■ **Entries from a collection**
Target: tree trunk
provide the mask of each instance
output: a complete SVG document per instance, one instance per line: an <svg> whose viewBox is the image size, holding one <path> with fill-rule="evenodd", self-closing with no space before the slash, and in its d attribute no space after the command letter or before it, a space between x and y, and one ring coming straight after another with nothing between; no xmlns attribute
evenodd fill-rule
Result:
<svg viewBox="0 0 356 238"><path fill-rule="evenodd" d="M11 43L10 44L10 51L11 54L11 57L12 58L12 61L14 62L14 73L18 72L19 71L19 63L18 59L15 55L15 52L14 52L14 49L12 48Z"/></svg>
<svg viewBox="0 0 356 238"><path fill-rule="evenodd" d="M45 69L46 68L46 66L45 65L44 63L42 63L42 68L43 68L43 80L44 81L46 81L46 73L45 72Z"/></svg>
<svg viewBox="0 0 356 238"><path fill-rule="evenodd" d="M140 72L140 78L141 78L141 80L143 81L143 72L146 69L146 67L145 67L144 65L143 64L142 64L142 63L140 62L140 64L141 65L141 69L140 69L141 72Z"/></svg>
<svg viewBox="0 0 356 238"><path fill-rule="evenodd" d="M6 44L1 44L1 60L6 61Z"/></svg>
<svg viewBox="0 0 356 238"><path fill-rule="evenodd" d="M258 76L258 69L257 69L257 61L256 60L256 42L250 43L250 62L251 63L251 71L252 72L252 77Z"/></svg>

■ **What is being asked**
Write out every line of these records again, unchanged.

■ **Complete output**
Target: tree trunk
provide the mask of each instance
output: a complete SVG document per instance, one instance per line: an <svg> whose viewBox is the image size, holding one <path> with fill-rule="evenodd", self-closing with no space before the slash, and in its d attribute no space after the command letter or before it, a space between x and y, and one ring coming straight after another with nothing between; no xmlns attribute
evenodd fill-rule
Result:
<svg viewBox="0 0 356 238"><path fill-rule="evenodd" d="M11 43L10 44L10 51L11 54L11 57L12 58L12 61L14 62L14 73L18 72L19 71L19 63L18 59L15 55L15 52L14 52L14 49L12 48Z"/></svg>
<svg viewBox="0 0 356 238"><path fill-rule="evenodd" d="M45 69L46 68L46 66L45 65L44 63L42 63L42 68L43 68L43 80L44 81L46 81L46 73L45 72Z"/></svg>
<svg viewBox="0 0 356 238"><path fill-rule="evenodd" d="M140 72L140 78L141 78L141 80L143 81L143 72L146 69L146 67L145 67L144 65L143 64L142 64L142 63L140 62L140 64L141 65L141 69L140 69L141 72Z"/></svg>
<svg viewBox="0 0 356 238"><path fill-rule="evenodd" d="M6 44L1 44L1 60L6 61Z"/></svg>
<svg viewBox="0 0 356 238"><path fill-rule="evenodd" d="M258 76L258 69L257 69L257 61L256 60L256 42L250 43L250 62L251 63L251 71L252 72L252 77Z"/></svg>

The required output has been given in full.